→ WORK INSTRUCTIONS
Find each line in the data below that contains the string "dough", and copy those lines out in full.

──────── MATERIALS PROVIDED

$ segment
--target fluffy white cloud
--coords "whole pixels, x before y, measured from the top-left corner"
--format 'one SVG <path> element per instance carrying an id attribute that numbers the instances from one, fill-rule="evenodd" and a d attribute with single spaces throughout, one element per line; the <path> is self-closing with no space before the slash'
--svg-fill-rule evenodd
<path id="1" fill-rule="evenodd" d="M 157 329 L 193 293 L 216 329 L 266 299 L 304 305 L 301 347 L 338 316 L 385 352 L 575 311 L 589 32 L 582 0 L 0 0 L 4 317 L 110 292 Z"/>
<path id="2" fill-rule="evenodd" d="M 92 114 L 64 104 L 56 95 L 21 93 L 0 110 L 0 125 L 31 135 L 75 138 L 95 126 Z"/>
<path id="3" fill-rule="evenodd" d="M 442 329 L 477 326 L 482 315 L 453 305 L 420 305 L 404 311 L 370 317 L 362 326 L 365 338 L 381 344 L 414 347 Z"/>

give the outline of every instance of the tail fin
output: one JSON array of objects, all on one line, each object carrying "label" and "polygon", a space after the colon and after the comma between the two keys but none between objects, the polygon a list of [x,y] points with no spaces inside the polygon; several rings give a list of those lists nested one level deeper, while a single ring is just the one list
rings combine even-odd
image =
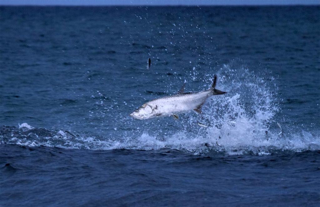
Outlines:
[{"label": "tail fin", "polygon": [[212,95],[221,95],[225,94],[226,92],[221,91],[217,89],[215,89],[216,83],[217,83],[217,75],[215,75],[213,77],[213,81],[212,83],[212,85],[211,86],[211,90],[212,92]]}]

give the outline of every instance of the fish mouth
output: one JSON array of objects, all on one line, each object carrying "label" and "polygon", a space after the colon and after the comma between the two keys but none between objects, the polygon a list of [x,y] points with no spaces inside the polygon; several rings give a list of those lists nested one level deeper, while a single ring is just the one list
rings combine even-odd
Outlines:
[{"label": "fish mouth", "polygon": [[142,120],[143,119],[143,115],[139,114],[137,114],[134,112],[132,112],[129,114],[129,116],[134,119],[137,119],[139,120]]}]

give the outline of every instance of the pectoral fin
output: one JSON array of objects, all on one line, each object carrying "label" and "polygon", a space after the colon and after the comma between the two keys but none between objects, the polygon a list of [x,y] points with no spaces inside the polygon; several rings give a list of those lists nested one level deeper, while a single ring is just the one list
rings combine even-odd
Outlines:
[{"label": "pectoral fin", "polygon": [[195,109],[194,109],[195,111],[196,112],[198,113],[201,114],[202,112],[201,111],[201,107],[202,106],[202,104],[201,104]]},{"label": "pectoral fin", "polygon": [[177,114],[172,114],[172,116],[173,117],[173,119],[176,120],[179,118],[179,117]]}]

────────────────
──────── MATERIALS PROVIDED

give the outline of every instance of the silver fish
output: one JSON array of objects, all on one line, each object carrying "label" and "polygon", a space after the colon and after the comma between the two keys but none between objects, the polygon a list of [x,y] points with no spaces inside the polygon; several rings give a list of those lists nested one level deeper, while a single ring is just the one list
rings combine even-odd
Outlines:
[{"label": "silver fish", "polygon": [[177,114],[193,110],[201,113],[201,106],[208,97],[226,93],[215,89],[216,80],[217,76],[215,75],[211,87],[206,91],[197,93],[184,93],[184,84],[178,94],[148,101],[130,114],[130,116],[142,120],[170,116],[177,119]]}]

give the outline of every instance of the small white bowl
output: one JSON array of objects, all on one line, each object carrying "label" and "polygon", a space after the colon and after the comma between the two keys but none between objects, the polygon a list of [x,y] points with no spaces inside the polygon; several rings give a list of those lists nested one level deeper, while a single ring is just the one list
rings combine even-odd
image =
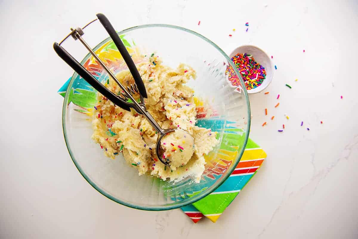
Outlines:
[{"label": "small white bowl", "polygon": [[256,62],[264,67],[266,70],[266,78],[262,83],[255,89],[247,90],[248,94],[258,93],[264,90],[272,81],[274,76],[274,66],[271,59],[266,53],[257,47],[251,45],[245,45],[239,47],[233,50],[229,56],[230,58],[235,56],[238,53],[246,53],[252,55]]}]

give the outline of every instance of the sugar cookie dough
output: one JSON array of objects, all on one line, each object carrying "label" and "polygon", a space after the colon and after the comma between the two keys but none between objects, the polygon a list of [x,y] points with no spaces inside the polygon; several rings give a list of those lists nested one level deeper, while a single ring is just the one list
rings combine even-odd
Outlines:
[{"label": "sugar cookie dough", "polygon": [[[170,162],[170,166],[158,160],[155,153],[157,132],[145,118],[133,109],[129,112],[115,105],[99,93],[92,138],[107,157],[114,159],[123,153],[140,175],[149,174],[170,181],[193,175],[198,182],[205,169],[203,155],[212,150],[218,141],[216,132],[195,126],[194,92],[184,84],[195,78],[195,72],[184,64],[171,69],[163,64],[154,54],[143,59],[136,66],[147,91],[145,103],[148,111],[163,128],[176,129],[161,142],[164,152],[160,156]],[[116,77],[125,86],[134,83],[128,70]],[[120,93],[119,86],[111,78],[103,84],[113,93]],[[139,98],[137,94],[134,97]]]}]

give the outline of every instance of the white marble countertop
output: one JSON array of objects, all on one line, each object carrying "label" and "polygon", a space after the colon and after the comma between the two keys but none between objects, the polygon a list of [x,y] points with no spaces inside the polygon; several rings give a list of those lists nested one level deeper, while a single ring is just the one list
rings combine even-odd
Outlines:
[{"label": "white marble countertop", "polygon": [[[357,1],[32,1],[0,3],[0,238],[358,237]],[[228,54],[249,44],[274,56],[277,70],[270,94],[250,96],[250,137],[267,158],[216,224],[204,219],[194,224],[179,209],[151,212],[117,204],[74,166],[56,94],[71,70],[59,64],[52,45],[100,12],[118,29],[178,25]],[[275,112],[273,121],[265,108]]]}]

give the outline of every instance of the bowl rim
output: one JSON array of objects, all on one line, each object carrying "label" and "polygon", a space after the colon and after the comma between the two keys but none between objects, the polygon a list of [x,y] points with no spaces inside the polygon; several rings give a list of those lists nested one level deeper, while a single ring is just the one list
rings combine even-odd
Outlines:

────────────────

→ RESPONSE BELOW
give the outline of every instance of the sugar cookie dough
[{"label": "sugar cookie dough", "polygon": [[[170,162],[170,166],[158,160],[155,153],[157,132],[145,118],[133,109],[129,112],[115,105],[99,93],[92,138],[107,157],[114,159],[123,153],[140,175],[149,174],[170,181],[193,175],[198,182],[205,169],[203,155],[212,150],[218,141],[216,132],[195,126],[194,92],[184,84],[195,78],[195,72],[184,64],[171,69],[163,64],[154,54],[143,59],[136,66],[147,91],[145,103],[148,111],[163,128],[176,129],[161,142],[164,152],[160,156]],[[116,77],[125,86],[134,83],[128,70]],[[120,93],[119,86],[111,78],[103,84],[113,93]],[[139,98],[137,94],[134,97]]]}]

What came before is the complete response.